[Start of Supplied data]

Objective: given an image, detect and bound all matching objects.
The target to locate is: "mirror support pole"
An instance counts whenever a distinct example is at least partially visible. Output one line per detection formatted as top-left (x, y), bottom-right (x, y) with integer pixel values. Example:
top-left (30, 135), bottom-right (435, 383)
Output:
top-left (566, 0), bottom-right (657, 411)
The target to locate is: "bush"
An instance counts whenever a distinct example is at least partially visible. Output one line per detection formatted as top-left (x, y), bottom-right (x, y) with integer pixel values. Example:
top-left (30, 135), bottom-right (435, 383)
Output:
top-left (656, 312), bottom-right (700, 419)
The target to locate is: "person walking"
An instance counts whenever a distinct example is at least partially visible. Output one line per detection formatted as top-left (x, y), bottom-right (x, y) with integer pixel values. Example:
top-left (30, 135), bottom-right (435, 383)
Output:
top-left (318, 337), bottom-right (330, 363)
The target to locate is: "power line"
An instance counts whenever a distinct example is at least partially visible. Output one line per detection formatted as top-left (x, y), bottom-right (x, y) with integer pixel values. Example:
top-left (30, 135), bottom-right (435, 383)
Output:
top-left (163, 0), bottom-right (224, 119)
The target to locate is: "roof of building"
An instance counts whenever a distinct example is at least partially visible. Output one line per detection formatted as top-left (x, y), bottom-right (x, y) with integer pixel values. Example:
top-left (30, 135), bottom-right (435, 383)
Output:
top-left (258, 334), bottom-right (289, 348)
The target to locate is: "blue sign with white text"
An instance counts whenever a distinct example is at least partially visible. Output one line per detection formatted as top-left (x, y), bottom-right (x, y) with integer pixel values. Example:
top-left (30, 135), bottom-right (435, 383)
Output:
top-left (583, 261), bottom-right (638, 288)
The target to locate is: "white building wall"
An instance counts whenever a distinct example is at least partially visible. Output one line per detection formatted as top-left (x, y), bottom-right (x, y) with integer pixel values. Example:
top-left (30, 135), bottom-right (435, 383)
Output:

[End of Supplied data]

» **Stated problem**: Please reproduce all of the entries exactly as they stand.

» **Answer in full**:
Objective: given an image, detect and bound all matching objects.
The target to locate is: "mirror support pole"
An instance counts whenever a distinct example is at least partially visible. Output one line per detection formatted as top-left (x, y), bottom-right (x, y) with integer pixel values. Example:
top-left (30, 135), bottom-right (435, 383)
Output:
top-left (566, 0), bottom-right (657, 411)
The target to locate is: "bush"
An instance counts whenever a distinct example is at least partially visible. Output one line per detection formatted as top-left (x, y), bottom-right (x, y) with integer pixel values. Example:
top-left (30, 135), bottom-right (435, 383)
Output:
top-left (656, 312), bottom-right (700, 419)
The target to locate is: "person walking"
An instance counts whenever a distinct example is at least partially visible. Output one line per detection formatted as top-left (x, y), bottom-right (x, y) with integer pixel values. Example:
top-left (30, 135), bottom-right (435, 383)
Output:
top-left (318, 337), bottom-right (330, 363)
The target to locate is: "power line"
An instance counts whenever a distinct example is at least partially visible. Output one line per detection formatted as top-left (x, y), bottom-right (x, y) with integer pixel values. Example:
top-left (30, 135), bottom-right (435, 383)
Output:
top-left (163, 0), bottom-right (224, 119)
The target to locate is: "roof of building"
An instance counts whenever a distinct example is at least partially visible. Output one line per detection formatted as top-left (x, y), bottom-right (x, y) with integer pixel values. Example:
top-left (30, 135), bottom-right (435, 383)
Output:
top-left (258, 334), bottom-right (289, 348)
The target to locate is: "blue sign with white text"
An instance counts whenever a distinct example is at least partially visible. Output one line per detection formatted as top-left (x, y), bottom-right (x, y) with integer pixel values. Example:
top-left (30, 135), bottom-right (435, 383)
Output:
top-left (583, 261), bottom-right (638, 288)
The target to locate is: "white building wall"
An instance counts whenever a distinct example is at least partially visible. Output one line per detection formatted as top-left (x, y), bottom-right (x, y) with integer pixel values. Example:
top-left (30, 135), bottom-right (435, 383)
Output:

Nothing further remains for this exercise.